What is needed: Return the lines of all the records below word for word, leaving out the pictures.
══ Source records ══
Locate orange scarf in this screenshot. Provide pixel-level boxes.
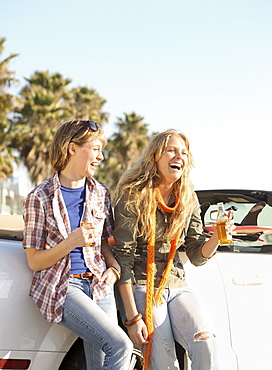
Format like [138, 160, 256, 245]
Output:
[144, 188, 178, 370]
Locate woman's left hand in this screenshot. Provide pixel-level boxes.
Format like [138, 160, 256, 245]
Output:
[100, 268, 117, 285]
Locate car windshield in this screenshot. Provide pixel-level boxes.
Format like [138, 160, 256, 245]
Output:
[200, 191, 272, 253]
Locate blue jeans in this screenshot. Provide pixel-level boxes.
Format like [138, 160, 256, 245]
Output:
[134, 285, 219, 370]
[61, 277, 133, 370]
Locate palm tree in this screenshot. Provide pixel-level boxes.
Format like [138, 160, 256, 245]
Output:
[12, 71, 71, 185]
[97, 112, 149, 190]
[69, 86, 108, 124]
[13, 71, 107, 185]
[0, 38, 19, 181]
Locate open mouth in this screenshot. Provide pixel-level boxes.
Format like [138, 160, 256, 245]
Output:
[170, 163, 181, 171]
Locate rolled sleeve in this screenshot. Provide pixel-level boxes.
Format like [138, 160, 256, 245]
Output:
[184, 197, 208, 266]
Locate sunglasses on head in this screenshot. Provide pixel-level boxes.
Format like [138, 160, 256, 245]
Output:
[70, 120, 101, 142]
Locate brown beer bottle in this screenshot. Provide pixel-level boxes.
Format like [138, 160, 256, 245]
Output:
[215, 203, 232, 245]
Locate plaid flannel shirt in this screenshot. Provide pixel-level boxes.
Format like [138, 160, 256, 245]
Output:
[23, 173, 113, 322]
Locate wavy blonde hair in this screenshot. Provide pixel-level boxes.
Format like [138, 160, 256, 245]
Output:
[114, 129, 195, 242]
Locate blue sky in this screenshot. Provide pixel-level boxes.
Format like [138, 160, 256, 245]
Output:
[0, 0, 272, 190]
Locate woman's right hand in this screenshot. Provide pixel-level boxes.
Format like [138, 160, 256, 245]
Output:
[127, 319, 148, 344]
[67, 225, 96, 250]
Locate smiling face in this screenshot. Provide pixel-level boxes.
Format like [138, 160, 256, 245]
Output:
[157, 136, 188, 186]
[67, 139, 104, 180]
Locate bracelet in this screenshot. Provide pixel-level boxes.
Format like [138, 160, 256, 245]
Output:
[124, 313, 143, 326]
[109, 266, 121, 280]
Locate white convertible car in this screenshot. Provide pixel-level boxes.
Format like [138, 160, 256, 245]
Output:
[0, 190, 272, 370]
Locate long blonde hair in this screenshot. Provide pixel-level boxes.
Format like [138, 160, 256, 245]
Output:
[114, 129, 195, 242]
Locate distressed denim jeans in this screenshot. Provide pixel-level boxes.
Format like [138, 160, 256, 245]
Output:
[134, 285, 219, 370]
[61, 277, 133, 370]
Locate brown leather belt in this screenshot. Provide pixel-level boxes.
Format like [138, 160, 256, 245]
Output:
[71, 272, 93, 279]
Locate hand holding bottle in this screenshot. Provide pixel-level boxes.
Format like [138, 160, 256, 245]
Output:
[215, 203, 234, 245]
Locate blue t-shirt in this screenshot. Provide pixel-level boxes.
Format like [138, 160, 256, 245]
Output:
[60, 186, 89, 274]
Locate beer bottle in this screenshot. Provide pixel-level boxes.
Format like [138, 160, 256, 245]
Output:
[215, 203, 232, 245]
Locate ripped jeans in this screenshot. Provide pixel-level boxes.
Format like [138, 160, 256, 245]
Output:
[60, 277, 133, 370]
[134, 285, 219, 370]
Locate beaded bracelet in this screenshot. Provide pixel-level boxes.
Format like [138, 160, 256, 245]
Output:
[124, 313, 143, 326]
[109, 266, 121, 280]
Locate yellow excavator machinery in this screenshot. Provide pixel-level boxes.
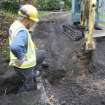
═══
Result of this exercise:
Locate orange scarf in this screenshot. Provide pixel-level boxes.
Format like [138, 160, 256, 245]
Output:
[144, 188, 178, 370]
Locate woman's left hand in this screenshot. Provide pixel-level boxes.
Format like [138, 160, 256, 245]
Output:
[100, 268, 117, 285]
Locate car windshield in this screenshot. Provide pixel-level boxes.
Format like [138, 160, 256, 245]
Output:
[200, 191, 272, 253]
Locate blue jeans in this screenshot. Provide pixel-level boxes.
Format like [138, 160, 256, 245]
Output:
[134, 285, 219, 370]
[61, 277, 133, 370]
Locate palm tree in this screenshot. Provide pixel-level boxes.
Format like [138, 160, 256, 245]
Output:
[12, 71, 71, 185]
[97, 112, 149, 190]
[69, 86, 108, 124]
[13, 71, 107, 185]
[0, 38, 19, 181]
Locate open mouth in this screenshot. Provide pixel-level boxes.
Format like [138, 160, 256, 245]
Output:
[170, 163, 181, 171]
Locate rolled sleeve in this screenshot. Provide pixel-level boxes.
Format like [138, 160, 256, 245]
Output:
[184, 197, 208, 266]
Locate sunglasses on head in this screenshot. Provide pixel-level boxes.
Format like [138, 160, 256, 245]
Output:
[70, 120, 101, 142]
Locate brown beer bottle in this screenshot. Provide pixel-level boxes.
Format like [138, 160, 256, 245]
Output:
[215, 203, 232, 245]
Locate plaid flannel shirt in this screenshot. Provide pixel-level boxes.
Format like [138, 160, 256, 245]
Output:
[23, 173, 113, 322]
Locate wavy blonde hair in this screenshot. Provide pixel-level boxes.
Format like [138, 160, 256, 245]
Output:
[114, 129, 195, 242]
Locate blue sky in this screenshot. Provide pixel-level boxes.
Format like [138, 160, 256, 245]
Output:
[0, 0, 272, 190]
Locate woman's right hand in this screenshot. Provide pixel-level boxes.
Format like [138, 160, 256, 245]
Output:
[127, 319, 148, 344]
[67, 225, 96, 250]
Locate smiling face in this screenshot. Provide pixel-level boxes.
Format like [138, 160, 256, 245]
Output:
[157, 136, 188, 186]
[67, 139, 104, 180]
Locate bracelet in this screenshot. Provide pixel-level boxes.
Format like [138, 160, 256, 245]
Output:
[124, 313, 143, 326]
[109, 266, 121, 280]
Locate white convertible car in this screenshot. Provide pixel-level boxes.
Format like [138, 160, 256, 245]
Output:
[0, 190, 272, 370]
Locate long blonde hair in this screenshot. Provide pixel-level boxes.
Format like [138, 160, 256, 245]
Output:
[114, 129, 195, 242]
Locate distressed denim jeans in this screenshot. Provide pixel-level boxes.
Format like [138, 160, 256, 245]
Output:
[134, 285, 219, 370]
[61, 277, 133, 370]
Locate brown leather belt in this screenshot. Provide pixel-level boxes.
Format like [138, 160, 256, 245]
Output:
[71, 272, 93, 279]
Locate hand holding bottle in this screenshot. Provide pixel-level boxes.
Format like [138, 160, 256, 245]
Output:
[215, 203, 234, 245]
Locate blue t-shirt in this screenshot. Provide pixel-level boxes.
Format like [138, 160, 256, 245]
Output:
[60, 186, 89, 274]
Locate beer bottle in this screenshot. Provide pixel-level boxes.
Format like [138, 160, 256, 245]
Output:
[215, 203, 232, 245]
Locate ripped jeans in this screenshot. Provide pixel-level boxes.
Format like [138, 160, 256, 245]
Output:
[60, 277, 133, 370]
[134, 285, 219, 370]
Locate beaded bracelet in this screenshot. Provide pixel-level boxes.
Format like [138, 160, 256, 245]
Output:
[124, 313, 143, 326]
[109, 266, 121, 280]
Locate yellow excavator machinery in this screenshot. Provide pixel-level boxes.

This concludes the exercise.